> **YOUR INSTRUCTIONS**: Write out each line exactly as it stands, please.

--- START OF RECORDS ---

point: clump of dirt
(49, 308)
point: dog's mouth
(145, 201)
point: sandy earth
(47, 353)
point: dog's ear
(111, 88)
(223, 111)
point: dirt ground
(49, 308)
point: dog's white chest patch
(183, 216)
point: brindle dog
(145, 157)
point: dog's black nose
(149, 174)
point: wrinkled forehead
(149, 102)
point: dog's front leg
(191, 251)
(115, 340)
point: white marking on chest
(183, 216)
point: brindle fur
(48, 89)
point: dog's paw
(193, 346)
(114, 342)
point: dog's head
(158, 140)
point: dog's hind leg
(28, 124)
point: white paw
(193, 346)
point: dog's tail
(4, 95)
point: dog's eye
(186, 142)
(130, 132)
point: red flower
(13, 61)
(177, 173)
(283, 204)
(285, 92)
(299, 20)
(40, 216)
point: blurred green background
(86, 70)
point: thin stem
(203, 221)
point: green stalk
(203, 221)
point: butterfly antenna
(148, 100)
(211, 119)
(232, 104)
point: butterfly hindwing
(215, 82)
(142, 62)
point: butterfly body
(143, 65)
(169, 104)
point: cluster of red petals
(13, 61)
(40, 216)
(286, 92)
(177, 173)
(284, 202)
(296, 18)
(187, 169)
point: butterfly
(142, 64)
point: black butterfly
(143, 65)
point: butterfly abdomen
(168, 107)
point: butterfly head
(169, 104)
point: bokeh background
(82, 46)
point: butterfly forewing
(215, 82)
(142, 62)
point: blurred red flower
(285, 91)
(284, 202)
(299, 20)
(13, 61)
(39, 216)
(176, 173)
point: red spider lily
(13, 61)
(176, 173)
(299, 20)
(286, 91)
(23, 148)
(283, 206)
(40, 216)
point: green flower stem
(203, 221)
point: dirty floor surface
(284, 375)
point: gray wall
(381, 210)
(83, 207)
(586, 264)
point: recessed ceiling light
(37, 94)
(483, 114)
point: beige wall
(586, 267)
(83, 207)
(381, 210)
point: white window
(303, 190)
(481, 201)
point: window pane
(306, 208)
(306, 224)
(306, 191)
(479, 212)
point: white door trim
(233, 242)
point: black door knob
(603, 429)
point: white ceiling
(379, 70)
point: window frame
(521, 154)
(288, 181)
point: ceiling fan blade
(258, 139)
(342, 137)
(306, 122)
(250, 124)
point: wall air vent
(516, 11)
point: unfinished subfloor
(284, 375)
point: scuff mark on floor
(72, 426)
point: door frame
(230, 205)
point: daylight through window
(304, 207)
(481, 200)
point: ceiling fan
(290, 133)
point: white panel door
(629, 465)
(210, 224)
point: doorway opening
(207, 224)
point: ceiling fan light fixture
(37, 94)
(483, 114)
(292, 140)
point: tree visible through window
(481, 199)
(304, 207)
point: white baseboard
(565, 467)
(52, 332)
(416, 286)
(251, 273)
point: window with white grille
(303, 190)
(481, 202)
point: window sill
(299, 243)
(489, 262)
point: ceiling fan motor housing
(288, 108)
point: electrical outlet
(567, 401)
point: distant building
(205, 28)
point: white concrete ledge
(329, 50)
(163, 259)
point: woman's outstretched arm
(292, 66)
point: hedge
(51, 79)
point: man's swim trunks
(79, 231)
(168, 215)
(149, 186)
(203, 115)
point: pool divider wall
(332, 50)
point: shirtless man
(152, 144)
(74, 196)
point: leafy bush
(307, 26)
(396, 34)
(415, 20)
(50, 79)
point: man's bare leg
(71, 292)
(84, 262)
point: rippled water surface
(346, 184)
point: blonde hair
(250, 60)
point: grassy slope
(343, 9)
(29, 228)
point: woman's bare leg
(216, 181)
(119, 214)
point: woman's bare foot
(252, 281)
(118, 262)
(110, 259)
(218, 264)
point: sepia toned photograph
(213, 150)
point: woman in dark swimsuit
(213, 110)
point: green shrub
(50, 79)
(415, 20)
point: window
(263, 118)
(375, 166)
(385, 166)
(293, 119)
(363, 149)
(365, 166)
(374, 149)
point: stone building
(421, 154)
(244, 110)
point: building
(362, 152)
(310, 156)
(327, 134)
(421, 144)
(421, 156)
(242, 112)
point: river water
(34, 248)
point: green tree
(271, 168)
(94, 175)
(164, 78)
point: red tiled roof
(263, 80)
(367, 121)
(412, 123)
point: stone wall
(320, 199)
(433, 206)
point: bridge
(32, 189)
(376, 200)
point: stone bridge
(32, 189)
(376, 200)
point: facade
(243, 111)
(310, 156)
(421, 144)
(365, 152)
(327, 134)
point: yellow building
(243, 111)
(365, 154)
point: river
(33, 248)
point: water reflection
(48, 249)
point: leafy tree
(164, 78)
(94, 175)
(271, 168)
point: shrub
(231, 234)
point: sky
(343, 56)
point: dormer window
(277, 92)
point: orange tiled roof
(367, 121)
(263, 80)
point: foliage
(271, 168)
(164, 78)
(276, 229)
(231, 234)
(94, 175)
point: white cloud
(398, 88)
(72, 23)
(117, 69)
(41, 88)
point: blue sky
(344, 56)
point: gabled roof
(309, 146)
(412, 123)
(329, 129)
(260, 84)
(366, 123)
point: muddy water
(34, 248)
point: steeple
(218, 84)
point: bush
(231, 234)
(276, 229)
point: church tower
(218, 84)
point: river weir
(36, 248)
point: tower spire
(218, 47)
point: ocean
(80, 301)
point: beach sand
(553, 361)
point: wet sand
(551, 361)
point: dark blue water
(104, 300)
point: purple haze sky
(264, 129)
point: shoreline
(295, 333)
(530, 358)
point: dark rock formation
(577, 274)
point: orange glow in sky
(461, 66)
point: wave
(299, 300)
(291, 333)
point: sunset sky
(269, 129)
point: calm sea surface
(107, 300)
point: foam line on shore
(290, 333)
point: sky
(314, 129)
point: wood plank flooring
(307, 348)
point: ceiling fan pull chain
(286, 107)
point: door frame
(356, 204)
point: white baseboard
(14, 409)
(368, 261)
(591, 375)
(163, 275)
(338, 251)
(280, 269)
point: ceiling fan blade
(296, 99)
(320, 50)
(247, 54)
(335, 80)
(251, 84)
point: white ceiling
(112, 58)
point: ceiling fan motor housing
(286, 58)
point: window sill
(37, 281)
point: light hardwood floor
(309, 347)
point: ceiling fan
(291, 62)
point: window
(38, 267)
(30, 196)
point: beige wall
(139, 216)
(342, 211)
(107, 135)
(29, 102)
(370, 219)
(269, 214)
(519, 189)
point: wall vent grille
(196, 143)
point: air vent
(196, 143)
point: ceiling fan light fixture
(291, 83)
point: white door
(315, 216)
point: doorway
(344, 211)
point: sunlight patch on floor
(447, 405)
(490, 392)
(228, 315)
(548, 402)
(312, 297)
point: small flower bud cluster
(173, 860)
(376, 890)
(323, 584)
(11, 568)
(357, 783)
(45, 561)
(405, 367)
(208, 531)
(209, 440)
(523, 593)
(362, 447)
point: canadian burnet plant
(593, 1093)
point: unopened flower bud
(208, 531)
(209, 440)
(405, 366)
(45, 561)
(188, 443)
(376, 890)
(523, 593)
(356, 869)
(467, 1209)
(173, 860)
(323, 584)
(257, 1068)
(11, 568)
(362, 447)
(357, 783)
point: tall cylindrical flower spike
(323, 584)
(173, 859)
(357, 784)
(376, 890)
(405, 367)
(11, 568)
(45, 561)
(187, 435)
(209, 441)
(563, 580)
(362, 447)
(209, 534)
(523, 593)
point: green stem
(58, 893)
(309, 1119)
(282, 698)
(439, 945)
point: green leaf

--- END OF RECORDS ---

> **RESPONSE**:
point: clump of dirt
(49, 308)
point: dog's mouth
(145, 201)
point: sandy earth
(47, 353)
point: dog's ear
(111, 88)
(223, 111)
point: dirt ground
(49, 308)
point: dog's white chest patch
(183, 216)
point: brindle dog
(145, 157)
point: dog's black nose
(149, 174)
point: wrinkled forehead
(149, 102)
point: dog's front leg
(191, 251)
(115, 340)
point: white marking on chest
(183, 216)
point: brindle fur
(48, 89)
point: dog's paw
(193, 346)
(114, 342)
point: dog's head
(158, 140)
point: dog's hind leg
(28, 124)
point: white paw
(193, 346)
point: dog's tail
(4, 95)
point: dog's eye
(186, 142)
(130, 132)
point: red flower
(13, 61)
(177, 173)
(283, 204)
(285, 92)
(299, 20)
(40, 216)
point: blurred green background
(86, 70)
point: thin stem
(203, 221)
point: green stalk
(203, 221)
point: butterfly antenna
(148, 100)
(211, 119)
(232, 104)
point: butterfly hindwing
(215, 82)
(142, 62)
point: butterfly body
(143, 65)
(169, 104)
point: cluster of red petals
(13, 61)
(40, 216)
(286, 92)
(177, 173)
(284, 202)
(296, 18)
(187, 169)
point: butterfly
(142, 64)
point: black butterfly
(143, 65)
point: butterfly abdomen
(168, 107)
point: butterfly head
(169, 104)
point: bokeh background
(82, 46)
point: butterfly forewing
(215, 82)
(142, 62)
point: blurred red flower
(285, 91)
(284, 202)
(299, 20)
(13, 61)
(39, 216)
(176, 173)
point: red spider lily
(13, 61)
(176, 173)
(299, 20)
(286, 91)
(23, 148)
(283, 206)
(40, 216)
point: green flower stem
(203, 221)
point: dirty floor surface
(284, 375)
point: gray wall
(381, 210)
(83, 207)
(586, 264)
point: recessed ceiling light
(37, 94)
(483, 114)
point: beige wall
(586, 267)
(83, 207)
(381, 210)
point: white window
(303, 190)
(481, 201)
point: window pane
(306, 208)
(306, 224)
(306, 191)
(479, 212)
point: white door trim
(233, 242)
point: black door knob
(603, 429)
point: white ceiling
(379, 70)
point: window frame
(521, 154)
(288, 181)
point: ceiling fan blade
(258, 139)
(342, 137)
(306, 122)
(250, 124)
point: wall air vent
(516, 11)
point: unfinished subfloor
(284, 375)
point: scuff mark on floor
(72, 426)
point: door frame
(230, 205)
point: daylight through window
(304, 207)
(481, 200)
point: ceiling fan
(290, 133)
point: white panel door
(629, 465)
(210, 224)
point: doorway opening
(207, 224)
point: ceiling fan light fixture
(37, 94)
(483, 114)
(292, 140)
point: tree visible through window
(481, 199)
(304, 207)
point: white baseboard
(565, 467)
(52, 332)
(416, 286)
(251, 273)
point: window with white grille
(303, 190)
(481, 202)
point: window sill
(299, 243)
(489, 262)
point: ceiling fan motor housing
(288, 108)
point: electrical outlet
(567, 401)
point: distant building
(205, 28)
point: white concrete ledge
(329, 50)
(163, 259)
point: woman's outstretched arm
(292, 66)
point: hedge
(51, 79)
point: man's swim trunks
(79, 231)
(168, 215)
(149, 186)
(203, 115)
point: pool divider wall
(332, 50)
point: shirtless man
(152, 144)
(74, 196)
point: leafy bush
(307, 26)
(396, 34)
(415, 20)
(50, 79)
point: man's bare leg
(71, 292)
(84, 262)
point: rippled water surface
(346, 184)
point: blonde hair
(250, 60)
point: grassy slope
(343, 9)
(29, 228)
point: woman's bare leg
(216, 181)
(119, 214)
point: woman's bare foot
(252, 281)
(118, 262)
(110, 259)
(218, 264)
point: sepia toned photograph
(213, 150)
point: woman in dark swimsuit
(213, 110)
point: green shrub
(50, 79)
(415, 20)
point: window
(263, 118)
(375, 166)
(385, 166)
(293, 119)
(363, 149)
(365, 166)
(374, 149)
point: stone building
(421, 154)
(244, 110)
point: building
(362, 152)
(310, 156)
(327, 134)
(421, 144)
(421, 156)
(242, 112)
point: river water
(34, 248)
point: green tree
(271, 168)
(94, 175)
(164, 78)
point: red tiled roof
(263, 80)
(367, 121)
(412, 123)
point: stone wall
(320, 199)
(433, 206)
point: bridge
(32, 189)
(376, 200)
point: stone bridge
(32, 189)
(376, 200)
point: facade
(243, 111)
(310, 156)
(421, 144)
(365, 152)
(327, 134)
point: yellow building
(243, 111)
(365, 154)
point: river
(33, 248)
point: water reflection
(48, 249)
point: leafy tree
(164, 78)
(94, 175)
(271, 168)
point: shrub
(231, 234)
point: sky
(343, 56)
point: dormer window
(277, 92)
point: orange tiled roof
(367, 121)
(263, 80)
point: foliage
(271, 168)
(164, 78)
(276, 229)
(231, 234)
(94, 175)
point: white cloud
(398, 88)
(72, 23)
(117, 69)
(41, 88)
point: blue sky
(344, 56)
point: gabled roof
(309, 146)
(412, 123)
(329, 129)
(260, 84)
(366, 123)
point: muddy water
(34, 248)
point: steeple
(218, 84)
point: bush
(231, 234)
(276, 229)
point: church tower
(218, 84)
point: river weir
(36, 248)
point: tower spire
(218, 47)
point: ocean
(80, 301)
point: beach sand
(553, 361)
point: wet sand
(551, 361)
point: dark blue water
(104, 300)
point: purple haze sky
(264, 129)
point: shoreline
(295, 333)
(530, 358)
point: dark rock formation
(577, 274)
point: orange glow in sky
(461, 66)
point: wave
(299, 300)
(291, 333)
point: sunset sky
(269, 129)
point: calm sea surface
(107, 300)
point: foam line on shore
(290, 333)
point: sky
(314, 129)
point: wood plank flooring
(307, 348)
point: ceiling fan pull chain
(286, 107)
point: door frame
(356, 204)
point: white baseboard
(14, 409)
(368, 261)
(591, 375)
(163, 275)
(338, 251)
(280, 269)
point: ceiling fan blade
(296, 99)
(320, 50)
(247, 54)
(335, 80)
(251, 84)
point: white ceiling
(112, 58)
point: ceiling fan motor housing
(286, 58)
point: window sill
(37, 281)
point: light hardwood floor
(309, 347)
point: ceiling fan
(291, 62)
point: window
(38, 267)
(30, 196)
point: beige wall
(139, 216)
(342, 211)
(107, 135)
(29, 102)
(370, 219)
(269, 214)
(519, 189)
point: wall vent grille
(196, 143)
point: air vent
(196, 143)
point: ceiling fan light fixture
(291, 83)
point: white door
(315, 216)
point: doorway
(344, 211)
point: sunlight patch on floor
(447, 405)
(490, 392)
(228, 315)
(548, 402)
(312, 297)
point: small flower bud cluster
(173, 860)
(376, 890)
(323, 584)
(11, 568)
(357, 783)
(45, 561)
(405, 367)
(208, 531)
(209, 440)
(523, 593)
(362, 447)
point: canadian burnet plant
(593, 1093)
point: unopened flower bud
(208, 531)
(209, 440)
(405, 366)
(45, 561)
(188, 443)
(376, 890)
(523, 593)
(356, 869)
(467, 1209)
(173, 860)
(323, 584)
(257, 1068)
(11, 568)
(362, 447)
(357, 783)
point: tall cylindrical flower spike
(323, 584)
(173, 859)
(357, 784)
(376, 890)
(405, 367)
(11, 568)
(45, 561)
(187, 435)
(209, 441)
(563, 580)
(362, 447)
(209, 534)
(523, 593)
point: green stem
(58, 893)
(309, 1119)
(282, 698)
(439, 945)
point: green leaf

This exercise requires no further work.